[BEGIN Extracted material]

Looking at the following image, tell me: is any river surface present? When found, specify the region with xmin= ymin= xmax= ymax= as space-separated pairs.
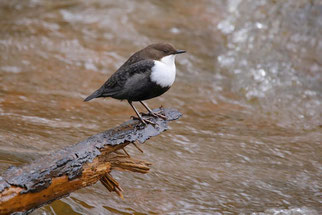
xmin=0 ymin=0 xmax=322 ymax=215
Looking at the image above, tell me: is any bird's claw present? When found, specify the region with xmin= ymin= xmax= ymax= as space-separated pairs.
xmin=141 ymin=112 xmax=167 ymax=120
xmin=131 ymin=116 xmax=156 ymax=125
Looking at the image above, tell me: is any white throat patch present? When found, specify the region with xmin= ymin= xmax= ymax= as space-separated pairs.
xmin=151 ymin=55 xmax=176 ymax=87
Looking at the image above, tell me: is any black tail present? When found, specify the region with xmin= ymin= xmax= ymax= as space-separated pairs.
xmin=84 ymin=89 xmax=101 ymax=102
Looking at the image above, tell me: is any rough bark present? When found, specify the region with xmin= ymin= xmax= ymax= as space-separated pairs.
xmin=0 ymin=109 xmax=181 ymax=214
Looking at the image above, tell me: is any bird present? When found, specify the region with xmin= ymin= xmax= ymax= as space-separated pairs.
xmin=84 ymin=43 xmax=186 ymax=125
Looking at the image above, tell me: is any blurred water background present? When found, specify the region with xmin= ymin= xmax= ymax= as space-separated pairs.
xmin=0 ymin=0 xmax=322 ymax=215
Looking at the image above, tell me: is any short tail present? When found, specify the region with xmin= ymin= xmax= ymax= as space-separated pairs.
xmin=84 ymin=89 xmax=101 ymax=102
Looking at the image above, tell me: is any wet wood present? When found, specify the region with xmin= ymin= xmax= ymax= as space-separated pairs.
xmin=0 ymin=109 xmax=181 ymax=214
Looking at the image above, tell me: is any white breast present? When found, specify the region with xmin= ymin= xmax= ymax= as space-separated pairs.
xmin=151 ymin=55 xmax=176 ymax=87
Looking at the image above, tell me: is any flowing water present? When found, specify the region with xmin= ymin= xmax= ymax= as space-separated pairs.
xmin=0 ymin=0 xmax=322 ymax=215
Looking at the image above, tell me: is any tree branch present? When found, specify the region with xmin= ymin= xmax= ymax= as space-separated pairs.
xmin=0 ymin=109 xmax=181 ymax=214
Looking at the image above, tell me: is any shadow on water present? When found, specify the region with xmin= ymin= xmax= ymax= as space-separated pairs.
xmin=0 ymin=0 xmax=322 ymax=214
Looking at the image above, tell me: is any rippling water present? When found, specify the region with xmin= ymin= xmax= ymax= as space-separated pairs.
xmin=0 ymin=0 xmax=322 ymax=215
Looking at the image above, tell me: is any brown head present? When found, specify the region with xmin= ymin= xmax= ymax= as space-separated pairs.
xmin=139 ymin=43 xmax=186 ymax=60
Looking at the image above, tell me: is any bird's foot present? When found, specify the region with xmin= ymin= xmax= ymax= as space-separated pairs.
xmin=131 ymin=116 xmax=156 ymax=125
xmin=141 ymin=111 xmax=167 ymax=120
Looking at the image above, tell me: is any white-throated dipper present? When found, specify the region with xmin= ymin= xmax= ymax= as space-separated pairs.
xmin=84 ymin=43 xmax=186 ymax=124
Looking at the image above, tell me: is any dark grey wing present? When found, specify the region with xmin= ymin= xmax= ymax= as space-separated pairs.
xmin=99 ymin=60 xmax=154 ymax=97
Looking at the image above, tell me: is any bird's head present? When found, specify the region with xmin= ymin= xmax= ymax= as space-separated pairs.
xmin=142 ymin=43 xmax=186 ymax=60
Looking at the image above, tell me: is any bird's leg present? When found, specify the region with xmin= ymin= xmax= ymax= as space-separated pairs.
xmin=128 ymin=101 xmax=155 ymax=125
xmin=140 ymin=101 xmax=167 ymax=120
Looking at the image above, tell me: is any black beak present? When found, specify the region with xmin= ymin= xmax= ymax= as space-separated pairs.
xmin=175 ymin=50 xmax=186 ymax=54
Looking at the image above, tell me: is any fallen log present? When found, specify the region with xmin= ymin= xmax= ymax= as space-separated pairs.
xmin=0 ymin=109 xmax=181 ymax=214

[END Extracted material]
[BEGIN Extracted material]

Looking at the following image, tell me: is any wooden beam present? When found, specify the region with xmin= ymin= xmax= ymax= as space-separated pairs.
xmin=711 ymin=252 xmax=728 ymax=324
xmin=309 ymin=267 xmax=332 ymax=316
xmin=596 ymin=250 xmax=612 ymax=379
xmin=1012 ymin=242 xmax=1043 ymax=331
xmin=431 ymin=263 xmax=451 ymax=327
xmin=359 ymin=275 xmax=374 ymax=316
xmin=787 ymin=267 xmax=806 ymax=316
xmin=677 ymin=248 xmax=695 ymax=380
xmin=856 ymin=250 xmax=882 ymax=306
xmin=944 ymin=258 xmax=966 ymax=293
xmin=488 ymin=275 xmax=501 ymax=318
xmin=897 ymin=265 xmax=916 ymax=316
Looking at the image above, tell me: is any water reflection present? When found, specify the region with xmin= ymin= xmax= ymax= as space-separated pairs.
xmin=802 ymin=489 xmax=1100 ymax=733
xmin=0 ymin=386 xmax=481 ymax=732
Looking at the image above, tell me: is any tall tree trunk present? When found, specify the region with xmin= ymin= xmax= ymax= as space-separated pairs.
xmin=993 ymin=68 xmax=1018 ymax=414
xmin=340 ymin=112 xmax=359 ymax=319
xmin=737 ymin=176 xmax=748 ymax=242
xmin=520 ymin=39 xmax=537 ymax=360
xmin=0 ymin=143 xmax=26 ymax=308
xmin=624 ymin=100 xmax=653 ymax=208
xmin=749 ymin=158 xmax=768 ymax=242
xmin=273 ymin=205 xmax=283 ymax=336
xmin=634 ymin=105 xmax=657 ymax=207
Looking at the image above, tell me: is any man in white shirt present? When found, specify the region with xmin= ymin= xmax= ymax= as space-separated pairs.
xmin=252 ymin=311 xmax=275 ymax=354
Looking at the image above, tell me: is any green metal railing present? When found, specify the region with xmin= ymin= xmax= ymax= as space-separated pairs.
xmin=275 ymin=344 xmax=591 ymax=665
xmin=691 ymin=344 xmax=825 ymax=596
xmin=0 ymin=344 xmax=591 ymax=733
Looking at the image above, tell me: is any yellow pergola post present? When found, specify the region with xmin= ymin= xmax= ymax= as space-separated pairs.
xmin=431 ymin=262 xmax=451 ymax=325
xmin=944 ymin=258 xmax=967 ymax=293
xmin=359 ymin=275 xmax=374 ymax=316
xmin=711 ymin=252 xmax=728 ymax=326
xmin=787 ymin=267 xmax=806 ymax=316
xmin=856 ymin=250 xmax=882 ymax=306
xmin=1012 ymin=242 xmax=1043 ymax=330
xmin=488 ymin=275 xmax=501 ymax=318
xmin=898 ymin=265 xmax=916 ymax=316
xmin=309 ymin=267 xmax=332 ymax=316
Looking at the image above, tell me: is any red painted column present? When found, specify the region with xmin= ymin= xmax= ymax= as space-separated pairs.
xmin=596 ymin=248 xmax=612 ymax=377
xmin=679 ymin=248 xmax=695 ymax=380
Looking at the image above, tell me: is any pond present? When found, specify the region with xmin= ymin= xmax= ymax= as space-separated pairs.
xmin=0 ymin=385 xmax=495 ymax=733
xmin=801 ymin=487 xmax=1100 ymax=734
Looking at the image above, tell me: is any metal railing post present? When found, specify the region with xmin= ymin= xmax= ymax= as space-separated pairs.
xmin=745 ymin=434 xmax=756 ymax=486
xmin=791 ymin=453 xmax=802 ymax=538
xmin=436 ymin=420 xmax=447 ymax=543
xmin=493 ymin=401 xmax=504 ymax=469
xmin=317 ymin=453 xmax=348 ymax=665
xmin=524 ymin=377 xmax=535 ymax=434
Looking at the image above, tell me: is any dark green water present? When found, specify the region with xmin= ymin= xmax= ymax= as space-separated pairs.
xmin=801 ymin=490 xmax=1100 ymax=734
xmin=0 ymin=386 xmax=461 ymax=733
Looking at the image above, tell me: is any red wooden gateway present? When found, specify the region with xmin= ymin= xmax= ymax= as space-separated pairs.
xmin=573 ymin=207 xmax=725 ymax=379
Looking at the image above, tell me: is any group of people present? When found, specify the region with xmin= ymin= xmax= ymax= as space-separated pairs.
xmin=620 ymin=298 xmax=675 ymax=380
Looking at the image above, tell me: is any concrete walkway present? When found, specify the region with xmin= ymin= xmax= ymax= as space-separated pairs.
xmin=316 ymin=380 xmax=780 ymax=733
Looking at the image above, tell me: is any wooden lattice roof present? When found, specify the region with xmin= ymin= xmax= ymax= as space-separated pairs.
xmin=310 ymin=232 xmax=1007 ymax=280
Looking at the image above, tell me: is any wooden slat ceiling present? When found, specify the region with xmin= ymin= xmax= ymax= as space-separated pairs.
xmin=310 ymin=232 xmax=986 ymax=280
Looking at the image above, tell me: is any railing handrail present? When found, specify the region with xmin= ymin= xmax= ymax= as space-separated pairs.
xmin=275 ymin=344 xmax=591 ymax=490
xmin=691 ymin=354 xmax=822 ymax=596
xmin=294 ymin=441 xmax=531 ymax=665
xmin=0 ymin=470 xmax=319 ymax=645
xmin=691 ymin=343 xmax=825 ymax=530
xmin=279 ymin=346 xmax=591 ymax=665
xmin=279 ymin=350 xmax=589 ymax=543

[END Extracted material]
[BEGIN Extracted material]

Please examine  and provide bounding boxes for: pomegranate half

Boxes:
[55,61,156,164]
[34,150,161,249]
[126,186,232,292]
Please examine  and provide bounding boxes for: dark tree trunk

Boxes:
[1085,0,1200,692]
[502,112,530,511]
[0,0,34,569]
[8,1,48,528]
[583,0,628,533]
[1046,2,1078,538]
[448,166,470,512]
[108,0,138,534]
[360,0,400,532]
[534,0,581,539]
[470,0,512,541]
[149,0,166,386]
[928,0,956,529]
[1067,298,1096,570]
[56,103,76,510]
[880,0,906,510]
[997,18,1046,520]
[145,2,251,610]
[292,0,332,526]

[END Extracted material]

What needs to be done: Can you rewrite the lines starting at the one containing "for: pomegranate half" and ending at the one containing "[126,186,232,292]", requests included, with every bounding box coordinate offset by -101?

Task answer:
Please examine  and provide bounding boxes for: pomegranate half

Boxes:
[-46,-40,55,63]
[-67,49,60,148]
[25,85,131,191]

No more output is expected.